- Your objective -
Retype every entry exactly, character for character.

[Start Materials provided]

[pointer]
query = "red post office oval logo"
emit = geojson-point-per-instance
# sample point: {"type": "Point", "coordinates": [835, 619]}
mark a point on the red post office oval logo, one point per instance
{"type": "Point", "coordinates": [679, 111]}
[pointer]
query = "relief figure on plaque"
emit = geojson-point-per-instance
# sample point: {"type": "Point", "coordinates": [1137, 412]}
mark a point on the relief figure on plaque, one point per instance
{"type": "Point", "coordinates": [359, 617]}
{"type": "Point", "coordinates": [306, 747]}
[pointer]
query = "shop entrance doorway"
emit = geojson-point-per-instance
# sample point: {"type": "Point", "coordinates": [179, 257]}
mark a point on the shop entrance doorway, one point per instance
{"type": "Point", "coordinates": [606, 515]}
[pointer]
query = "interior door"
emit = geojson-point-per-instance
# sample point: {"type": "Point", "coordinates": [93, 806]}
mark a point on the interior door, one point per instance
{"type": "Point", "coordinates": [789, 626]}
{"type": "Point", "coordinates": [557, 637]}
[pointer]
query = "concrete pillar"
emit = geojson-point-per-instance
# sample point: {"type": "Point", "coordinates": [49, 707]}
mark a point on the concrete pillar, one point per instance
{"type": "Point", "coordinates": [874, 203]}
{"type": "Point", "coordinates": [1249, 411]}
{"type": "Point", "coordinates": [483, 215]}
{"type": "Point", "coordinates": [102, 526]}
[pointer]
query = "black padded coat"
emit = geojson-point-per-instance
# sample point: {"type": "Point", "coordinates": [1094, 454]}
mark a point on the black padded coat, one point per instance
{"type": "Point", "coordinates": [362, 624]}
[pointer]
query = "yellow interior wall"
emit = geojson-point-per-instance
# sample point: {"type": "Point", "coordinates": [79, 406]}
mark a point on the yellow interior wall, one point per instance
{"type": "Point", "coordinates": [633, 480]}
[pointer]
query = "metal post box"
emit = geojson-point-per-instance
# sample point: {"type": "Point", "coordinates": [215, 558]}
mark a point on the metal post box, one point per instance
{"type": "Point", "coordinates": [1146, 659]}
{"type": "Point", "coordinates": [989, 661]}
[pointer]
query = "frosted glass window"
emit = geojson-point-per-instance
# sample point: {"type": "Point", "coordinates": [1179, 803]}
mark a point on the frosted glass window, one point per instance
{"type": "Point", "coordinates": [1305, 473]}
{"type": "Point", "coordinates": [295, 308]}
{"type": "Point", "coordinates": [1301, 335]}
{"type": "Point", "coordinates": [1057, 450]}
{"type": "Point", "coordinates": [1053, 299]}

[End Materials provided]

- Written answer -
[pointer]
query = "red post office oval logo"
emit = geojson-point-per-instance
# sample point: {"type": "Point", "coordinates": [835, 619]}
mark a point on the red post office oval logo, one point per instance
{"type": "Point", "coordinates": [679, 111]}
[pointer]
query = "relief figure on plaque"
emit = geojson-point-per-instance
# sample point: {"type": "Point", "coordinates": [1137, 412]}
mark a point on the relief figure on plaque, one point per instance
{"type": "Point", "coordinates": [359, 617]}
{"type": "Point", "coordinates": [306, 747]}
[pointer]
query = "shop entrance doorway"
emit = geojson-point-per-instance
# sample point: {"type": "Point", "coordinates": [179, 257]}
mark a point on the shop entrance doorway, one point per instance
{"type": "Point", "coordinates": [606, 515]}
[pointer]
query = "interior door"
emit = geojson-point-per-instance
# sample point: {"type": "Point", "coordinates": [93, 806]}
mark a point on the interior door, one point per instance
{"type": "Point", "coordinates": [789, 626]}
{"type": "Point", "coordinates": [557, 637]}
[pointer]
query = "concrete pillar"
emit = geojson-point-per-instance
# sample point: {"type": "Point", "coordinates": [49, 707]}
mark a point on the concrete pillar, one point per instance
{"type": "Point", "coordinates": [874, 203]}
{"type": "Point", "coordinates": [1249, 411]}
{"type": "Point", "coordinates": [483, 215]}
{"type": "Point", "coordinates": [102, 526]}
[pointer]
query = "black padded coat"
emit = geojson-point-per-instance
# sample point: {"type": "Point", "coordinates": [1094, 454]}
mark a point on the black padded coat, one point per instance
{"type": "Point", "coordinates": [362, 624]}
[pointer]
query = "yellow interior wall"
emit = geojson-point-per-instance
# sample point: {"type": "Point", "coordinates": [79, 406]}
mark a point on the yellow interior wall, one point per instance
{"type": "Point", "coordinates": [633, 480]}
[pointer]
query = "metal post box"
emit = geojson-point-per-instance
# sample point: {"type": "Point", "coordinates": [215, 558]}
mark a point on the metal post box, one point per instance
{"type": "Point", "coordinates": [1146, 659]}
{"type": "Point", "coordinates": [989, 661]}
[pointer]
query = "frosted glass window"
emit = geojson-point-per-instance
# sample point: {"type": "Point", "coordinates": [1179, 803]}
mark a point on the frosted glass window, one point per instance
{"type": "Point", "coordinates": [1305, 473]}
{"type": "Point", "coordinates": [295, 308]}
{"type": "Point", "coordinates": [1301, 335]}
{"type": "Point", "coordinates": [1057, 450]}
{"type": "Point", "coordinates": [1053, 299]}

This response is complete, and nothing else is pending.